◆ **ЗАДАНИЯ**:
A: Повторите без изменений отрывок из текста о петровской бюрократии от «Принято считать, будто» до «и российский народ.».
B: Перечислите все прозвища, которыми, согласно тексту о петровской бюрократии, народ называл чиновников.

◆ **ИСХОДНЫЙ ТЕКСТ**:
По сути, Пётр осуществил бюрократизацию России. Уже при нём чиновники быстро и навсегда стали самыми ненавидимыми. Кровавое семя, бумажная душа, канцелярская крыса — как только не обзывал чиновников народ! Но эта ненависть очень многим нимало не мешала самим мечтать о государевой службе. Да, принадлежность к этой властной вертикали означала неминуемое пресмыкание перед вышестоящими, однако она же гарантировала возможность повелевать не только нижестоящими, но и всеми, кто не принадлежит к чиновной корпорации. Зачастую даже графы и князья зависели от какого-нибудь чиновника средней руки, ибо он решал, как двинется нужная им бумага из канцелярии на самый верх.
Принято считать, будто в бюрократическом государстве чиновники являются хозяевами страны. Если бы так! Хозяева берегут и приумножают свою собственность, тогда как бюрократия ведёт себя, словно завоеватель, неустанно грабя и разоряя страну и её жителей. Фактически благодаря Петру I Россия получила в лице огромной чиновничьей армии второе монгольское иго. Вот уже триста с лишним лет мы платим постоянно растущую дань нашей ненасытной бюрократии, которая держит в постоянной нищете и Россию, и российский народ.
Коррупция, словно ржавчина, с самого начала разъедала создаваемую Петром государственную систему. Причём мздоимство и казнокрадство процветали прежде всего среди высших сановников. Почти все приближённые царя — и те, кто обладал богатством до него, и те, кто был обязан своим состоянием исключительно царю, — брали огромные взятки и воровали. Правая рука императора, Алексашка Меншиков, вознёсшийся — в прямом смысле слова — из грязи в князи, да к тому же «светлейшие», в считанные годы стал самым богатым человеком не только в России, но и во всей Европе.
Пётр, при виде ужасающих масштабов такого бедствия, создал специальную систему контроля, расправлялся с преступниками немилосердно, в том числе с близкими соратниками. Однако ничто не помогало. В 1722 году царь вынужден был казнить даже Алексея Нестерова — обер-фискала, назначенного, чтобы бороться с воровством, и в итоге обвинённого в масштабных злоупотреблениях. За малейшее прегрешение канцеляристов по всей стране пороли регулярно и прилюдно — в Петербурге под окнами канцелярий на Троицкой площади и коллегий на Васильевском острове. В 1721-м тело казнённого за воровство губернатора князя Матвея Гагарина несколько месяцев висело напротив того же здания коллегий, дабы всякий, едва глянув в окно, мог хорошенько запомнить, что его ждёт за кражу царёвой или государственной собственности.
Однако, что бы Пётр ни предпринимал, коррупция продолжала расти, намного обгоняя рост и государства нового типа, и новой столицы.

◆ **ЗАПИСИ**:
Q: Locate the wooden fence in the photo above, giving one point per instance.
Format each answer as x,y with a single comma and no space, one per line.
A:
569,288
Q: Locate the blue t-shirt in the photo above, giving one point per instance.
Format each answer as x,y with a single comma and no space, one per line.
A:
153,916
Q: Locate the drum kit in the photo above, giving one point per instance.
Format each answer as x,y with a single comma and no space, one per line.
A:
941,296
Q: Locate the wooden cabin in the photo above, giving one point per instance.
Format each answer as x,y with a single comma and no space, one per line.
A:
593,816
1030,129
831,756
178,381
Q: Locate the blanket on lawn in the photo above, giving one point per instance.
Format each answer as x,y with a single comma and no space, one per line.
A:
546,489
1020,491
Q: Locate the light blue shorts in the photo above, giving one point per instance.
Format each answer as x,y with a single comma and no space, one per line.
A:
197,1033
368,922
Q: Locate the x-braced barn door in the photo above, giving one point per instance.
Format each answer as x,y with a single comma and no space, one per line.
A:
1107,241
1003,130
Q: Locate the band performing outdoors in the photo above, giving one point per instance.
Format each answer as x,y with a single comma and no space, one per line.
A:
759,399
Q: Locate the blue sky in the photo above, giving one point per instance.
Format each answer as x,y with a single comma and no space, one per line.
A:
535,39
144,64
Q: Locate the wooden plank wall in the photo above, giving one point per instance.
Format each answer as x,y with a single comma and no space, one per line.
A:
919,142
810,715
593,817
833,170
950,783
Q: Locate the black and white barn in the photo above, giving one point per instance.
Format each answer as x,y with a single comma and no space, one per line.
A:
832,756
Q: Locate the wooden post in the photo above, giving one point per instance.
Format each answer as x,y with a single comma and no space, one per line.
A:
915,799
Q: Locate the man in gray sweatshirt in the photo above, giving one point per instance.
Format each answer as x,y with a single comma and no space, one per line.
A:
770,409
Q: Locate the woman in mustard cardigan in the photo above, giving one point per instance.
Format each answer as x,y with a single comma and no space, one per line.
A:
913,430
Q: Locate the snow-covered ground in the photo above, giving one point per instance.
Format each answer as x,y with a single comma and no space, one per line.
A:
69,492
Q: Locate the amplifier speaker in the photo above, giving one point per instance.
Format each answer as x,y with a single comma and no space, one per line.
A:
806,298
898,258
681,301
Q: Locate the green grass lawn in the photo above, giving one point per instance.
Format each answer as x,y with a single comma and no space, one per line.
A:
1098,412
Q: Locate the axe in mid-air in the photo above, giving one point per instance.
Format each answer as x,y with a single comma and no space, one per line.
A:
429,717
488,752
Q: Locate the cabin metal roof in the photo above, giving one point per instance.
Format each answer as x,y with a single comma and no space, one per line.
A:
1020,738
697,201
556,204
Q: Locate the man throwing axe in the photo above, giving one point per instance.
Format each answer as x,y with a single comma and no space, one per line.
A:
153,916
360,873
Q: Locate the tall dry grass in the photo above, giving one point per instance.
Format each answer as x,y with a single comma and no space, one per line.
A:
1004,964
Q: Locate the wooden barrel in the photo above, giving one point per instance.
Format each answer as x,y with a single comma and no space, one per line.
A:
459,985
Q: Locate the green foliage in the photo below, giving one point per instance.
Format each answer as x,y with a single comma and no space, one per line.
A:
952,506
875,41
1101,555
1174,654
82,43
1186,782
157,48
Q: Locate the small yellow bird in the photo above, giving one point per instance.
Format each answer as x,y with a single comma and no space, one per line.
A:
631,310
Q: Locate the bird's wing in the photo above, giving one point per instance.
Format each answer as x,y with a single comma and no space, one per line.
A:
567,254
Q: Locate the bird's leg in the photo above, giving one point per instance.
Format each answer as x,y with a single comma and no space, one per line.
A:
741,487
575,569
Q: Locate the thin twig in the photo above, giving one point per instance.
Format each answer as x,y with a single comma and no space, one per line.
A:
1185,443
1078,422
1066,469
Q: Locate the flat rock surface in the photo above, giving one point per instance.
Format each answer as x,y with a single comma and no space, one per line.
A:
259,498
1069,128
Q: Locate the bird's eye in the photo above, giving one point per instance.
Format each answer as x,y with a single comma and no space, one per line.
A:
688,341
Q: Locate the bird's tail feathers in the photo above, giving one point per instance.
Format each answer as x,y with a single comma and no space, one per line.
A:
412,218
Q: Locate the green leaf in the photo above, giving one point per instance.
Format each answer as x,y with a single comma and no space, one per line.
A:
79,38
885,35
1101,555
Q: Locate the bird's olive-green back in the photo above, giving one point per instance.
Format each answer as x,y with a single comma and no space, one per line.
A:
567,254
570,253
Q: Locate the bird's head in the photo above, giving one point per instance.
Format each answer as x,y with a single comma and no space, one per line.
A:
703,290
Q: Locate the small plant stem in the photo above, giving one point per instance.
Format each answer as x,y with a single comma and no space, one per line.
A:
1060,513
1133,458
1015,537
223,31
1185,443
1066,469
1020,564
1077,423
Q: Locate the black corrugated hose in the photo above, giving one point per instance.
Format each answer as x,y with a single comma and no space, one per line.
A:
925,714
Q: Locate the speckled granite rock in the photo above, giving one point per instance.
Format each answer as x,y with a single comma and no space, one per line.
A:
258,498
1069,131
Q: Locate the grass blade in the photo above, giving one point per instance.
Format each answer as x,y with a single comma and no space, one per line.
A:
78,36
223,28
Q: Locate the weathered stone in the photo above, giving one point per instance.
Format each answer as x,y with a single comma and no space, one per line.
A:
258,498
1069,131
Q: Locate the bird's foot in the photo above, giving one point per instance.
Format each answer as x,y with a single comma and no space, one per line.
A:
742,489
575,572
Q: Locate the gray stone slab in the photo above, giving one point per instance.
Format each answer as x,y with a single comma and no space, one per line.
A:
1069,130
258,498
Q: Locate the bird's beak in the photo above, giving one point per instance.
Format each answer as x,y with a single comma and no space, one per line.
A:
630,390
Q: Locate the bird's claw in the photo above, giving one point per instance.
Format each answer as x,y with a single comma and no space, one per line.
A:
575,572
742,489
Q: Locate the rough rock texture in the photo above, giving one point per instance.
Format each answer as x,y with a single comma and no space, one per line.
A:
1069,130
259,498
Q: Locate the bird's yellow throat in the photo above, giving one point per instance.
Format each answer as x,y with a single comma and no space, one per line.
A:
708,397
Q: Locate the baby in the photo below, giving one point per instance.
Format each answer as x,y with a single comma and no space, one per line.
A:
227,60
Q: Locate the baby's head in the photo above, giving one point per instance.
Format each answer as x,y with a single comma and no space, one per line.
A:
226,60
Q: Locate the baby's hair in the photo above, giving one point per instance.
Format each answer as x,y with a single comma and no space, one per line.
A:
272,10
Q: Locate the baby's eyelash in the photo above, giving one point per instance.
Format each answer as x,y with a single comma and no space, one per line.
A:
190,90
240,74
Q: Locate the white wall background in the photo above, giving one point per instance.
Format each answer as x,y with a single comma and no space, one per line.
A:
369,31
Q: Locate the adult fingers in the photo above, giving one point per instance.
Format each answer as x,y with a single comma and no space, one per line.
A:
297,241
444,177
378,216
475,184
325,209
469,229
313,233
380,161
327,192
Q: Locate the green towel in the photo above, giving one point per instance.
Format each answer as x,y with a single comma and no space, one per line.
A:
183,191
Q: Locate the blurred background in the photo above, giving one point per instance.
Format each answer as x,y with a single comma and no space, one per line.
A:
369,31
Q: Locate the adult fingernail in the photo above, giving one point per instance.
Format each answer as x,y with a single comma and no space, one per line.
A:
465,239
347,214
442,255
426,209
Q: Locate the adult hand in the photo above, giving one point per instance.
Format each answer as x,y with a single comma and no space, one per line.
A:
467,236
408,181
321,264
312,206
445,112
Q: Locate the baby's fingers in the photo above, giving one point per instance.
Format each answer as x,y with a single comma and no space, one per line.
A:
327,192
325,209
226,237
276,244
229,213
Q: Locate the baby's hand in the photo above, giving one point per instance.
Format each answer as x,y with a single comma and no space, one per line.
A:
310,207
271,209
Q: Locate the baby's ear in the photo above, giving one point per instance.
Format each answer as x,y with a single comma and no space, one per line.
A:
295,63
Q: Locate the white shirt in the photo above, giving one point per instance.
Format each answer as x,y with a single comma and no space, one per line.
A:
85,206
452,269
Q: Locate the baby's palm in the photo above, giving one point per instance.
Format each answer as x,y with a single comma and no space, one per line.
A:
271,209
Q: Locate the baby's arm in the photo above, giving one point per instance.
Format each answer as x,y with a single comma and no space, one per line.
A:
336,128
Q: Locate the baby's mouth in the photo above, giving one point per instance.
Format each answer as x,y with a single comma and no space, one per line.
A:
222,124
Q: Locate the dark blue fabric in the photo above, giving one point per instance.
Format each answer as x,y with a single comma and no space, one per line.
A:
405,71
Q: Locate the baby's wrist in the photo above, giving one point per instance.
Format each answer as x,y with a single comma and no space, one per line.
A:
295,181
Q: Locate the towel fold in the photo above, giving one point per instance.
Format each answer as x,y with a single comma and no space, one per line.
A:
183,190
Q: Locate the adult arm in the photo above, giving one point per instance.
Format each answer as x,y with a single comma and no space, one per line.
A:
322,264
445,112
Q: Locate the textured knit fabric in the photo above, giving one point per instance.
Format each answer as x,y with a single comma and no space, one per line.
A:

◆ **ОТВЕТЫ**:
A:
Принято считать, будто в бюрократическом государстве чиновники являются хозяевами страны. Если бы так! Хозяева берегут и приумножают свою собственность, тогда как бюрократия ведёт себя, словно завоеватель, неустанно грабя и разоряя страну и её жителей. Фактически благодаря Петру I Россия получила в лице огромной чиновничьей армии второе монгольское иго. Вот уже триста с лишним лет мы платим постоянно растущую дань нашей ненасытной бюрократии, которая держит в постоянной нищете и Россию, и российский народ.

B: Кровавое семя, бумажная душа, канцелярская крыса.